Stored data entries:
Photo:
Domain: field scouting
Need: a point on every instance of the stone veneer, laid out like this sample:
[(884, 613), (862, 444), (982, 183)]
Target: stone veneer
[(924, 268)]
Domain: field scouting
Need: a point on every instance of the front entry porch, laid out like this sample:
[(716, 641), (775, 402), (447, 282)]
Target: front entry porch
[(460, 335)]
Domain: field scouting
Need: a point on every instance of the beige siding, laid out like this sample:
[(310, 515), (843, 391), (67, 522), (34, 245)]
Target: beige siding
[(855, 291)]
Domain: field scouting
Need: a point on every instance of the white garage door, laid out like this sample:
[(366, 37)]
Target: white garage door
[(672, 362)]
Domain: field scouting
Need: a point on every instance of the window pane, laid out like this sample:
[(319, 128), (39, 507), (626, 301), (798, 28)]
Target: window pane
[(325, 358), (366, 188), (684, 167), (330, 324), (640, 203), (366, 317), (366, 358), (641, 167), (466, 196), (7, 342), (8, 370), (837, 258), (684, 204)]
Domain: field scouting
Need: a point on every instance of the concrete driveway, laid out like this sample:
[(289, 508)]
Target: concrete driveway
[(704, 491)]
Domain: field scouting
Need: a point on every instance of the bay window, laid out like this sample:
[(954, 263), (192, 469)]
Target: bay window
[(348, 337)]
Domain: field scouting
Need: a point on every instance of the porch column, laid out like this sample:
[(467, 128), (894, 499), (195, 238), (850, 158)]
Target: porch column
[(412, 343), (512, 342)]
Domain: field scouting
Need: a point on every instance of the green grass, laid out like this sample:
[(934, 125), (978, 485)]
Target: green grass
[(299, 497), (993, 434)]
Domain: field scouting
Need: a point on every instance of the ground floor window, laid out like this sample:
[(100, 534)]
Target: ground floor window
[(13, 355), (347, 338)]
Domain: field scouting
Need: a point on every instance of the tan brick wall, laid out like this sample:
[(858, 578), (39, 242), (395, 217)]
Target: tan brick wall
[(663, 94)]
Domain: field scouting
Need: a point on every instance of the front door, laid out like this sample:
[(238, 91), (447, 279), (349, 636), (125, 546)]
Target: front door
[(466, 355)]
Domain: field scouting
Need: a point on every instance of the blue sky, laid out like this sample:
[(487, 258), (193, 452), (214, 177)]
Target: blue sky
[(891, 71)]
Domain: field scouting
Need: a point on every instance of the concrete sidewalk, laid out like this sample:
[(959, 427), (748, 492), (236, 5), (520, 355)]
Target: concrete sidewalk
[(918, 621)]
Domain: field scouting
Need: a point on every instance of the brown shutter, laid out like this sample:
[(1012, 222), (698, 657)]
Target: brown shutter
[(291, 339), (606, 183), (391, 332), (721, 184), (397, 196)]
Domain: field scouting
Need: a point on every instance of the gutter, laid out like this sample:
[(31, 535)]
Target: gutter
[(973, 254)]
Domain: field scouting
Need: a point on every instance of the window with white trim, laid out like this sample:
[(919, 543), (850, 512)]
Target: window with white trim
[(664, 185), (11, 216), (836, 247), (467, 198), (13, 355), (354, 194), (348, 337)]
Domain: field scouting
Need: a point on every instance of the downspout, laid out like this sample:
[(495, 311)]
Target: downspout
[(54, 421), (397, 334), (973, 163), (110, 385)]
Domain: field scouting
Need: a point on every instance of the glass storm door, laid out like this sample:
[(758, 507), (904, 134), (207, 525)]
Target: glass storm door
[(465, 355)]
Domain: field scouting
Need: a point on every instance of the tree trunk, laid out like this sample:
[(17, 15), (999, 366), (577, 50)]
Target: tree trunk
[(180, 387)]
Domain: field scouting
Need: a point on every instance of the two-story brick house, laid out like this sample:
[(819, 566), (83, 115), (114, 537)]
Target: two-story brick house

» DIRECTIONS FOR THIS TASK:
Isolate the lines above that contain the word "house" and copy them.

» ANSWER SPACE:
Need: a point on every instance of the two-story brick house, laid out like this sample:
Target: two-story brick house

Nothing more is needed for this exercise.